§ Problem description
Below are records; write all of them out exactly.

Referring expression data:
-*-
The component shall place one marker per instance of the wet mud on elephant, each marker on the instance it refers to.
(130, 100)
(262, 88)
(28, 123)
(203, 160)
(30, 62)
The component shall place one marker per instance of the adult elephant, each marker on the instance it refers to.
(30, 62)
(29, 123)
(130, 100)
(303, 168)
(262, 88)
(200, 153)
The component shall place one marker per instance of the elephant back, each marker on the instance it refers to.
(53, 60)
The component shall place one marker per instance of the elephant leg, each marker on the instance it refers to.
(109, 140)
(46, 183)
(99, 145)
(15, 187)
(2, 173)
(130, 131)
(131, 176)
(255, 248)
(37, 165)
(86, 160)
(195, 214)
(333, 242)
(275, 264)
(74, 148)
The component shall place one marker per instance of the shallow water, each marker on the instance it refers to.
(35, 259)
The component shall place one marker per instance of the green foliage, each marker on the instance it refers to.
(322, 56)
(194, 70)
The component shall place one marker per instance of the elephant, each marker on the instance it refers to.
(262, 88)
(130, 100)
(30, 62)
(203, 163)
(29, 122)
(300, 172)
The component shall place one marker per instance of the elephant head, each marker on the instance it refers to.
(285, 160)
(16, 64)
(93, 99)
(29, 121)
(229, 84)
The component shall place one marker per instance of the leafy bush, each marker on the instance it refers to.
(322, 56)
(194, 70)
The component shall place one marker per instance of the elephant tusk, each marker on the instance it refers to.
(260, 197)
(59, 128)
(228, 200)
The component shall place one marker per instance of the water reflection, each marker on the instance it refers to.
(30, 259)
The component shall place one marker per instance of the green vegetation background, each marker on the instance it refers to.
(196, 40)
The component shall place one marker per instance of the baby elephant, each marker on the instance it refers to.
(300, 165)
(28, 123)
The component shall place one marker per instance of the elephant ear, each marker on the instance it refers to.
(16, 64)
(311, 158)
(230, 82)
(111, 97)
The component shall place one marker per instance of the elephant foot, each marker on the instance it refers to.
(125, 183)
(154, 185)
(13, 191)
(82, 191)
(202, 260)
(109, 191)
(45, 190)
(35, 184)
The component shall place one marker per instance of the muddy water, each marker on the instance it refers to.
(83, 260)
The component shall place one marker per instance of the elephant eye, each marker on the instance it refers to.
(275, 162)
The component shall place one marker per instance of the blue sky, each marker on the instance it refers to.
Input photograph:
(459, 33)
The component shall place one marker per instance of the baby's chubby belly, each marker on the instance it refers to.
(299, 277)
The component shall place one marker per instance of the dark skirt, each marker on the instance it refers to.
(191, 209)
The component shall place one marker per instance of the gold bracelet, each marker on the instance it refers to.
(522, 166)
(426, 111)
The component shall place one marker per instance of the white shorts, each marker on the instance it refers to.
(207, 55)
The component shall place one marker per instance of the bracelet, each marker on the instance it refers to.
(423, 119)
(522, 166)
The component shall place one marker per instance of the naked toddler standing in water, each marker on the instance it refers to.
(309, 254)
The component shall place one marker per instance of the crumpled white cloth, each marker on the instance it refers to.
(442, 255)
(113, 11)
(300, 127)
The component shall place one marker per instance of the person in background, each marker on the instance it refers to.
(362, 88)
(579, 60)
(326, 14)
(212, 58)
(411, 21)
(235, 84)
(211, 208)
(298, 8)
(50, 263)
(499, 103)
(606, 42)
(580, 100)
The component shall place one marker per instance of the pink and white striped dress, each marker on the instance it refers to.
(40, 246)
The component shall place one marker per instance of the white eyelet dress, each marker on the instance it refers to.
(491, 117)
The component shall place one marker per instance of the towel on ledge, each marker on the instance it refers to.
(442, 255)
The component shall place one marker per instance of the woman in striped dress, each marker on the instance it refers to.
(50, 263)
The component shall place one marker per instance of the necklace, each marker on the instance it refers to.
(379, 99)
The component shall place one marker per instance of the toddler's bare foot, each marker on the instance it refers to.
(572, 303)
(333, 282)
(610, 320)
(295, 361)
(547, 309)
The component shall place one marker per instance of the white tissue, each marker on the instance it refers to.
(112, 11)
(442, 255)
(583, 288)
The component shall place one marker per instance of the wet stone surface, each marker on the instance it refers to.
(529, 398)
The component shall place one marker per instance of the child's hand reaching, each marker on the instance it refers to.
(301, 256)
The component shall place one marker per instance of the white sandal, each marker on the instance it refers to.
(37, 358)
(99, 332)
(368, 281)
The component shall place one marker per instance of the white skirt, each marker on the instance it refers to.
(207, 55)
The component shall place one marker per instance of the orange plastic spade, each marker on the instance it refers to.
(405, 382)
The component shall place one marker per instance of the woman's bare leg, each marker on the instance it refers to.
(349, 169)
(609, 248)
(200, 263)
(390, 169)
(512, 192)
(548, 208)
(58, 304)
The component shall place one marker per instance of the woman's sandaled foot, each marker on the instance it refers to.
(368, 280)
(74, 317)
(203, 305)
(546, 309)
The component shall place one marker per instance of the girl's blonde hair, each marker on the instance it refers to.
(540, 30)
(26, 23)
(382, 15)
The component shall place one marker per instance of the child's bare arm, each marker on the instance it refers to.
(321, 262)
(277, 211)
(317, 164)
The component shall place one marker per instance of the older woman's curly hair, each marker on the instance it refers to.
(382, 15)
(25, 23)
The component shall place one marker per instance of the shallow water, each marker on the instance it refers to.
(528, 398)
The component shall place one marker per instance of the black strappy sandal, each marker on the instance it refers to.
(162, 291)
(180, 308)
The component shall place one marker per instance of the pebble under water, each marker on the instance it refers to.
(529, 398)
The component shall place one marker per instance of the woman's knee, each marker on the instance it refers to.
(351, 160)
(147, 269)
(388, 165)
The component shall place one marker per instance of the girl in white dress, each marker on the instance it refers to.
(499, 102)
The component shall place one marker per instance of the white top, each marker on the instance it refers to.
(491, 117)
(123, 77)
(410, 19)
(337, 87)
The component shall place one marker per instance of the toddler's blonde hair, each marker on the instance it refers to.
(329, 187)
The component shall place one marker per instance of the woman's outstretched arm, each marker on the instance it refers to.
-*-
§ Answer box
The component shall place one marker per instance of the wet mud on elephant, each marker on the instance it refers to.
(130, 100)
(262, 88)
(28, 123)
(203, 160)
(30, 62)
The component shall place one marker per instance of the adult elephant, each marker on the instance it refers to.
(30, 62)
(29, 123)
(130, 100)
(303, 168)
(262, 88)
(200, 153)
The component shall place one marker per instance of the elephant back, each marker on the instance it refers to.
(53, 60)
The component shall place one marker per instance of the elephant leg, each marker on the instance it refers to.
(109, 140)
(46, 183)
(99, 145)
(15, 187)
(2, 173)
(130, 131)
(131, 176)
(255, 248)
(37, 165)
(86, 160)
(195, 214)
(333, 242)
(275, 264)
(74, 148)
The component shall place one marker per instance of the shallow water, each marker on the instance it refers to.
(35, 259)
The component shall place one marker per instance of the green foliage, each marker on the instance it refers to.
(322, 56)
(194, 70)
The component shall place one marker per instance of the elephant, each marker on the instance it refers to.
(262, 88)
(130, 100)
(30, 62)
(203, 163)
(29, 122)
(300, 172)
The component shall place one marker per instance of the elephant head, each marker on the instance it refers to.
(285, 160)
(16, 64)
(93, 99)
(29, 121)
(229, 84)
The component shall place one marker per instance of the leafy bush, each marker on the instance it refers to.
(322, 56)
(194, 70)
The component shall place one marker per instance of the elephant tusk, each marker on the instance it refers to.
(260, 197)
(59, 128)
(228, 200)
The component shall place one marker per instance of the water reflection, each marker on the instance it refers to.
(30, 259)
The component shall place one marker per instance of the green vegetation background, each marker on the instance it refers to.
(196, 40)
The component shall place one marker per instance of the baby elephant, each marker on the instance it refers to.
(300, 165)
(28, 123)
The component shall place one marker per instance of the elephant ear, each marker on the instance it refers to.
(16, 64)
(311, 158)
(230, 82)
(111, 97)
The component shall place one marker per instance of the elephant foot, each marker on the instance it refers to.
(125, 183)
(154, 185)
(13, 191)
(82, 191)
(202, 260)
(109, 191)
(45, 190)
(35, 184)
The component shall place one marker per instance of the muddy water, each marker on the instance it refers to.
(83, 260)
The component shall place one marker per instance of the elephant eye, each marker on the instance it refers to.
(275, 162)
The component shall place one marker per instance of the blue sky, each marker on the instance it refers to.
Input photograph:
(459, 33)
The component shall place one marker per instance of the baby's chubby belly, each marker on the instance it refers to.
(299, 277)
The component shall place one marker per instance of the dark skirt, each marker on the instance it refers to.
(191, 209)
The component shall place one marker per instance of the gold bracelet, each marker on the instance it refers to.
(522, 166)
(426, 111)
The component shall place one marker per instance of the white shorts, each marker on the instance it refers to.
(207, 55)
The component shall place one marker per instance of the bracelet, each marker on the instance it refers to.
(423, 119)
(522, 166)
The component shall place one marker per instance of the naked toddler standing in water, each marker on the instance it refers to.
(309, 254)
The component shall place one marker per instance of the crumpled white cloth, each marker on the instance it refers to.
(442, 255)
(113, 11)
(300, 127)
The component shall place one marker per instance of the person in background, each marker on the instance it refers to.
(362, 88)
(579, 60)
(326, 14)
(212, 58)
(411, 21)
(235, 84)
(211, 208)
(298, 8)
(50, 263)
(499, 103)
(606, 42)
(580, 100)
The component shall place one marker per instance of the pink and white striped dress, each marker on the instance it refers to.
(40, 246)
The component shall place one marker per instance of the white eyelet dress, each marker on the instance it refers to.
(491, 117)
The component shall place one marker per instance of the towel on ledge, each marker on the instance it refers to.
(442, 255)
The component shall place one marker per instance of the woman in striped dress, each marker on the instance it refers to.
(50, 263)
The component shall place one marker per instance of the necklace, each marker on the instance it refers to.
(379, 99)
The component shall place one marker per instance of the toddler's bare foot, each marker on the instance it refers to.
(572, 303)
(333, 282)
(610, 320)
(295, 361)
(547, 309)
The component shall place one marker per instance of the white tissue, each marker on the instance it refers to.
(112, 11)
(442, 255)
(583, 288)
The component shall place one marker per instance of the wet stone surface, each marker on the instance it refers to.
(529, 398)
The component shall place one marker per instance of the child's hand reaching, each marker on the instance it refers to.
(301, 256)
The component shall place one marker per instance of the white sandal, each marker on the instance it refers to.
(37, 358)
(99, 332)
(368, 281)
The component shall place one marker per instance of the white skirt, each marker on the instance it refers to.
(207, 55)
The component shall place one marker per instance of the orange plastic spade, each marker on the instance it refers to.
(405, 382)
The component shall place one marker per instance of the woman's bare leg, each marker on the instance it refers to.
(349, 169)
(609, 248)
(200, 263)
(390, 169)
(512, 192)
(548, 208)
(58, 304)
The component shall place one marker per instance of the woman's sandaled foot, each marker on the instance it refers to.
(368, 280)
(74, 317)
(203, 305)
(546, 309)
The component shall place one marker per instance of the girl's blonde hair, each marker on the instance it refers to.
(540, 30)
(26, 23)
(382, 15)
The component shall place one marker per instance of the child's bare arm, each marker on the instance it refers to.
(321, 262)
(277, 211)
(317, 164)
The component shall place one marker per instance of the older woman's curly hair, each marker on the instance it refers to.
(382, 15)
(25, 23)
The component shall place one marker per instance of the shallow water, each marker on the instance it refers to.
(528, 398)
The component shall place one marker per instance of the black strappy sandal, each marker on the instance it refers to.
(162, 291)
(180, 308)
The component shall place one marker per instance of the pebble under water, each marker on the instance it refers to.
(529, 398)
The component shall place one marker per instance of the woman's knee, each marker on the instance it refers to.
(351, 160)
(147, 269)
(388, 165)
The component shall place one marker per instance of the girl in white dress, each marker on the instance it refers to.
(499, 102)
The component shall place one marker per instance of the white top, each marker on the instance it refers to.
(491, 117)
(123, 77)
(410, 19)
(337, 87)
The component shall place one marker per instance of the toddler's blonde hair, each marker on the instance it refers to.
(329, 187)
The component shall place one marker per instance of the woman's outstretched arm, each marker on the instance it refers to.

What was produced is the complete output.